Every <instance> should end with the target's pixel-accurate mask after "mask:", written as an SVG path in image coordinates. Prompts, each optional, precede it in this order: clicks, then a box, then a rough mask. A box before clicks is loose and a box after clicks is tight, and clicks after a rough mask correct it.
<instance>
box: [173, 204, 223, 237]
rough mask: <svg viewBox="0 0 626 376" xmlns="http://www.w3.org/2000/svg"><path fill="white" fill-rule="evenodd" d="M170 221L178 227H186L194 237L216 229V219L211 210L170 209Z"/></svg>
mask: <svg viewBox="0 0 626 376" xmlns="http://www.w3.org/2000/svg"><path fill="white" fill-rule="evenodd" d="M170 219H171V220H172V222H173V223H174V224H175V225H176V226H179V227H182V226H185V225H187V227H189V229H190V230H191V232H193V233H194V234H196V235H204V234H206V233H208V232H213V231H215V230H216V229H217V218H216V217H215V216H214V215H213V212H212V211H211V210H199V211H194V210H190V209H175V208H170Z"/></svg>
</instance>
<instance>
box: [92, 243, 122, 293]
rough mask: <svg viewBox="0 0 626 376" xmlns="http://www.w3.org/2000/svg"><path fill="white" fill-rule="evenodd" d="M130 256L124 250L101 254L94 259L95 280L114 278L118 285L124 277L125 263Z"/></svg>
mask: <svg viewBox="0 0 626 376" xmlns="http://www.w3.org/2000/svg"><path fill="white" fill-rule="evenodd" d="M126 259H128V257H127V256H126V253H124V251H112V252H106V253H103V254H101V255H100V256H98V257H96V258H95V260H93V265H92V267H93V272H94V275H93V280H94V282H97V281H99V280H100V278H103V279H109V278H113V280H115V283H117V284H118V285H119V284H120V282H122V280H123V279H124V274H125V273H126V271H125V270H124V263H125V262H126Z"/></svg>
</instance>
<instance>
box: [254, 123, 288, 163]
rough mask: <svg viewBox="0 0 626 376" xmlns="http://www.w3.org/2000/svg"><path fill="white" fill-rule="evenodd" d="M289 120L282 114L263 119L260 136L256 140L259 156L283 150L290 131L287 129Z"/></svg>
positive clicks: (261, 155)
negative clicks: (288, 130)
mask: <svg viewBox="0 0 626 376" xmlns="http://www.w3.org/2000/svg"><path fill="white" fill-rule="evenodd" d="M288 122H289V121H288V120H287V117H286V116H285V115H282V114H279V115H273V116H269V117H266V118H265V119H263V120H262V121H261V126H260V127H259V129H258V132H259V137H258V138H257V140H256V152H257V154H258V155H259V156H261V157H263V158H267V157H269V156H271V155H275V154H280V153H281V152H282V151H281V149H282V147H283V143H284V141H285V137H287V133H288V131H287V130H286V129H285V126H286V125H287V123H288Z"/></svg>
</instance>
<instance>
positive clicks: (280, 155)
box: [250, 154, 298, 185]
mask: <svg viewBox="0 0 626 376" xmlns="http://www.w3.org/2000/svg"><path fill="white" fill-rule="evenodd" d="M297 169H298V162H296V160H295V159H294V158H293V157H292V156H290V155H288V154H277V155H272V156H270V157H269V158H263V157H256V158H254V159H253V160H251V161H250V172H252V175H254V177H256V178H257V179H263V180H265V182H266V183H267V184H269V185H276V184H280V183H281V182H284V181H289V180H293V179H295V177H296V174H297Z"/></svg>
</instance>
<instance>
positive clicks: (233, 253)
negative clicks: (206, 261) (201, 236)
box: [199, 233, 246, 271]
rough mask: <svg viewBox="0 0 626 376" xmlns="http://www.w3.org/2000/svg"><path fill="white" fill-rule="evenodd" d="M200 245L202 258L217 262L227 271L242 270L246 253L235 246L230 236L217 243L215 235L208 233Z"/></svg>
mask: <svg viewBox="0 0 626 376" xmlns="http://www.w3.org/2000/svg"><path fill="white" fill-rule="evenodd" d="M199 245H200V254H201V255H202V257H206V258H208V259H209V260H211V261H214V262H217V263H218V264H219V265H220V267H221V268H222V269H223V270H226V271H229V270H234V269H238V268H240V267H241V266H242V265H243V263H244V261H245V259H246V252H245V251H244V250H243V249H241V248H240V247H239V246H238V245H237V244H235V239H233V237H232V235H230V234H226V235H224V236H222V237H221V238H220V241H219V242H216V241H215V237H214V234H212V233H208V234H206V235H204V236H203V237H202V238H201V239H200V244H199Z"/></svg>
########################################
- WHAT THE TASK ASKS
Please render every line of the items above as a JSON list of strings, one string per line, leaving out blank lines.

- YOUR SOLUTION
[
  "Every <instance> should end with the target's pixel-accurate mask after \"mask:\", written as an SVG path in image coordinates. Prompts, each optional, precede it in this order: clicks, then a box, then a rough mask. A box before clicks is loose and a box after clicks is tight, and clicks after a rough mask correct it.",
  "<instance>",
  "box: [173, 204, 223, 237]",
  "rough mask: <svg viewBox=\"0 0 626 376\" xmlns=\"http://www.w3.org/2000/svg\"><path fill=\"white\" fill-rule=\"evenodd\" d=\"M170 221L178 227H186L194 237L216 229V219L211 210L170 209Z\"/></svg>",
  "mask: <svg viewBox=\"0 0 626 376\" xmlns=\"http://www.w3.org/2000/svg\"><path fill=\"white\" fill-rule=\"evenodd\" d=\"M170 219H171V220H172V222H173V223H174V224H175V225H176V226H179V227H182V226H185V225H187V227H189V229H190V230H191V232H193V233H194V234H196V235H204V234H206V233H208V232H213V231H215V230H216V229H217V218H216V217H215V216H214V215H213V212H212V211H211V210H199V211H194V210H190V209H175V208H170Z\"/></svg>",
  "</instance>",
  "<instance>",
  "box: [92, 243, 122, 293]",
  "rough mask: <svg viewBox=\"0 0 626 376\" xmlns=\"http://www.w3.org/2000/svg\"><path fill=\"white\" fill-rule=\"evenodd\" d=\"M130 256L124 250L101 254L94 259L95 280L114 278L118 285L124 277L125 263Z\"/></svg>",
  "mask: <svg viewBox=\"0 0 626 376\" xmlns=\"http://www.w3.org/2000/svg\"><path fill=\"white\" fill-rule=\"evenodd\" d=\"M126 259H128V257H127V256H126V253H124V251H112V252H106V253H103V254H101V255H100V256H98V257H96V258H95V260H93V265H92V267H93V272H94V275H93V280H94V282H97V281H99V280H100V278H103V279H109V278H113V280H115V283H117V284H118V285H119V284H120V282H122V280H123V279H124V274H125V273H126V271H125V270H124V263H125V262H126Z\"/></svg>",
  "</instance>",
  "<instance>",
  "box: [254, 123, 288, 163]",
  "rough mask: <svg viewBox=\"0 0 626 376\" xmlns=\"http://www.w3.org/2000/svg\"><path fill=\"white\" fill-rule=\"evenodd\" d=\"M289 120L282 114L263 119L260 136L256 140L259 156L283 150L290 131L287 129Z\"/></svg>",
  "positive clicks: (261, 155)",
  "negative clicks: (288, 130)",
  "mask: <svg viewBox=\"0 0 626 376\" xmlns=\"http://www.w3.org/2000/svg\"><path fill=\"white\" fill-rule=\"evenodd\" d=\"M288 122H289V121H288V120H287V117H286V116H285V115H282V114H279V115H273V116H269V117H266V118H265V119H263V120H262V121H261V126H260V127H259V129H258V132H259V137H258V138H257V140H256V152H257V154H258V155H259V156H261V157H263V158H267V157H269V156H271V155H275V154H280V153H281V152H282V151H281V149H282V147H283V143H284V141H285V137H287V133H288V131H287V130H286V129H285V126H286V125H287V123H288Z\"/></svg>",
  "</instance>",
  "<instance>",
  "positive clicks: (280, 155)",
  "box: [250, 154, 298, 185]",
  "mask: <svg viewBox=\"0 0 626 376\" xmlns=\"http://www.w3.org/2000/svg\"><path fill=\"white\" fill-rule=\"evenodd\" d=\"M297 169H298V162H296V160H295V159H294V158H293V157H292V156H290V155H288V154H277V155H272V156H270V157H269V158H263V157H256V158H254V159H253V160H251V161H250V172H252V175H254V177H256V178H257V179H263V180H265V182H266V183H267V184H269V185H276V184H280V183H281V182H284V181H289V180H293V179H295V177H296V174H297Z\"/></svg>",
  "</instance>",
  "<instance>",
  "positive clicks: (233, 253)",
  "negative clicks: (206, 261) (201, 236)",
  "box: [199, 233, 246, 271]",
  "rough mask: <svg viewBox=\"0 0 626 376\" xmlns=\"http://www.w3.org/2000/svg\"><path fill=\"white\" fill-rule=\"evenodd\" d=\"M200 245L202 258L217 262L227 271L242 270L246 253L235 246L230 236L217 243L215 235L208 233Z\"/></svg>",
  "mask: <svg viewBox=\"0 0 626 376\" xmlns=\"http://www.w3.org/2000/svg\"><path fill=\"white\" fill-rule=\"evenodd\" d=\"M199 245H200V254H201V255H202V257H206V258H208V259H209V260H211V261H214V262H217V263H218V264H219V265H220V267H221V268H222V269H223V270H226V271H229V270H234V269H238V268H240V267H241V266H242V265H243V263H244V261H245V259H246V252H245V251H244V250H243V249H241V248H240V247H239V246H238V245H237V244H235V239H233V237H232V235H230V234H226V235H224V236H222V237H221V238H220V241H219V242H216V241H215V237H214V234H212V233H208V234H206V235H204V236H203V237H202V238H201V239H200V244H199Z\"/></svg>"
]